▶ _Passage cité_:
-=-=-=-=-

Et vous n’avez même pas une larme pour tant d’espoir et de force perdus…
Taisez-vous !
*
Ils gisent pêle-mêle, la poitrine trouée ou la tête écrasée. La mort les a réconciliés. La nature reprend ses droits et ils se mêleront à elle les uns et les autres, ennemis hier, cadavres pareillement corrompus aujourd’hui.
Ils avaient vingt ans. Ils aimaient. Ils voulaient vivre.
La mitraille les a fauchés. Leur dernier souffle s’est enfui entre leurs lèvres mi-closes.
Ils étaient peut-être beaux et leurs restes hideux empuantissent l’atmosphère.
Laissez-les. Toute notre pitié va vers eux, quels qu’ils soient.
N’allez pas rôder comme des corbeaux auprès des corps que la pourriture guette. Cessez vos cris de haine et vos discours pompeux. La renommée ne se taille pas dans les linceuls.
*
A qui ne porte pas le fusil, il reste des mains pour soigner les plaies. Il reste à secourir les profondes misères, à consoler les cruelles douleurs. Aimez les faibles, les petits, les souffrants. Sauvez les vivants. Et laissez aux morts la paix de la terre.

-=-=-=-=-

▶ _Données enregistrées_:
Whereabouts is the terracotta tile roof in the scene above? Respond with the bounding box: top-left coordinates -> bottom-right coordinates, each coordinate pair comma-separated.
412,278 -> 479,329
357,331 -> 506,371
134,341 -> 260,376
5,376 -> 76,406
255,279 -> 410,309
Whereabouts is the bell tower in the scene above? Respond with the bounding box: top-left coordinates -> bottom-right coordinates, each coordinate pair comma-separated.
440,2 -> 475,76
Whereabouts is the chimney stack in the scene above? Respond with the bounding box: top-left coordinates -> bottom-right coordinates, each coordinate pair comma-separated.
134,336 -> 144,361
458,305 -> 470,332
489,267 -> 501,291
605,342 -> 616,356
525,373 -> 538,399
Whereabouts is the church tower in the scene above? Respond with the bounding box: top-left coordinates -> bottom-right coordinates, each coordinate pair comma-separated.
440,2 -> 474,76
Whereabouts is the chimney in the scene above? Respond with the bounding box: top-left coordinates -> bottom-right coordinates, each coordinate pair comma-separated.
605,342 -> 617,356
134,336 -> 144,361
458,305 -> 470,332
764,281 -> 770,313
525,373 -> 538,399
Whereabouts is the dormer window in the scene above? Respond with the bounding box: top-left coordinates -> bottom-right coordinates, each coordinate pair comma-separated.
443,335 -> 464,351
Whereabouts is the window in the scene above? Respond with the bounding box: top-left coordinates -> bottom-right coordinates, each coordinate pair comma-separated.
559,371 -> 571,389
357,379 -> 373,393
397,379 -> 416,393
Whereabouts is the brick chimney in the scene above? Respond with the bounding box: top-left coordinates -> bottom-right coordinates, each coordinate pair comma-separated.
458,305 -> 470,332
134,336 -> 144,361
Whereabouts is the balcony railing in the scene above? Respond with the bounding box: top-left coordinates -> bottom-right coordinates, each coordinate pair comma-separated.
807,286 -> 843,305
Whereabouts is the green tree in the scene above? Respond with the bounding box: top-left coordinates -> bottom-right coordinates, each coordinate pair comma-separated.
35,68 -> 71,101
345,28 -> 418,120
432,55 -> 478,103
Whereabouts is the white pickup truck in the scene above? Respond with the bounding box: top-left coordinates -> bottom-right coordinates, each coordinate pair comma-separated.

-=-=-=-=-

Recopiez le passage cité, en commençant à « La mitraille les » et en terminant à « quels qu’ils soient. ». Ces entrées proviennent d'une autre source.

La mitraille les a fauchés. Leur dernier souffle s’est enfui entre leurs lèvres mi-closes.
Ils étaient peut-être beaux et leurs restes hideux empuantissent l’atmosphère.
Laissez-les. Toute notre pitié va vers eux, quels qu’ils soient.